Photo object pointing records
######

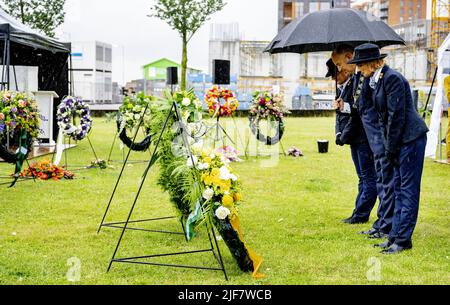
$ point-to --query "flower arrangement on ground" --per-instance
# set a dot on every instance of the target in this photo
(219, 195)
(269, 106)
(100, 163)
(46, 170)
(221, 102)
(19, 125)
(18, 112)
(295, 152)
(69, 108)
(230, 153)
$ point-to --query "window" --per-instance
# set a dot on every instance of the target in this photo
(108, 55)
(108, 85)
(313, 7)
(99, 55)
(299, 9)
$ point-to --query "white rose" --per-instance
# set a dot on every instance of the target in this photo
(186, 102)
(189, 161)
(197, 147)
(198, 103)
(224, 173)
(222, 213)
(208, 194)
(224, 160)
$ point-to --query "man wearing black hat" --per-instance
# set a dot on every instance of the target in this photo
(384, 180)
(404, 135)
(350, 131)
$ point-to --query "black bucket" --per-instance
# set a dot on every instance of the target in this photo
(323, 146)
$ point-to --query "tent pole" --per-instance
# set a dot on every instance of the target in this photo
(8, 61)
(429, 94)
(3, 65)
(15, 78)
(71, 88)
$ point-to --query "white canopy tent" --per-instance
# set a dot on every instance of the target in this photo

######

- Work to do: Reproduce every one of the records above word for word, leaving out the pictures.

- Full answer:
$ point-to --query "flower arrangement on ground" --per-instance
# set a dot on every instance of the target in this photo
(219, 195)
(269, 106)
(100, 163)
(46, 170)
(221, 102)
(19, 125)
(18, 112)
(295, 152)
(69, 108)
(230, 153)
$ point-to --query "window" --per-instance
# set a dot on every instance of the target in this photo
(108, 55)
(108, 85)
(313, 7)
(99, 55)
(299, 9)
$ point-to --query "white rose" --per-instance
# set a dot on every instance of the target in this photo
(186, 102)
(189, 161)
(197, 147)
(198, 103)
(224, 173)
(222, 213)
(208, 194)
(224, 160)
$ point-to --query "man wearing black hat" --per-instance
# set a dot on every instance of the target in this photo
(384, 180)
(404, 135)
(350, 131)
$ point-to --query "black bucket" --per-instance
# set a dot on every instance of the target in this photo
(323, 146)
$ point-to --query "tent pole" --per-instance
# set a dot on every instance of the target in this photo
(8, 61)
(429, 94)
(3, 65)
(15, 78)
(71, 88)
$ point-to --query "white canopy tent" --per-instance
# set a dot on every instance of the target in this photo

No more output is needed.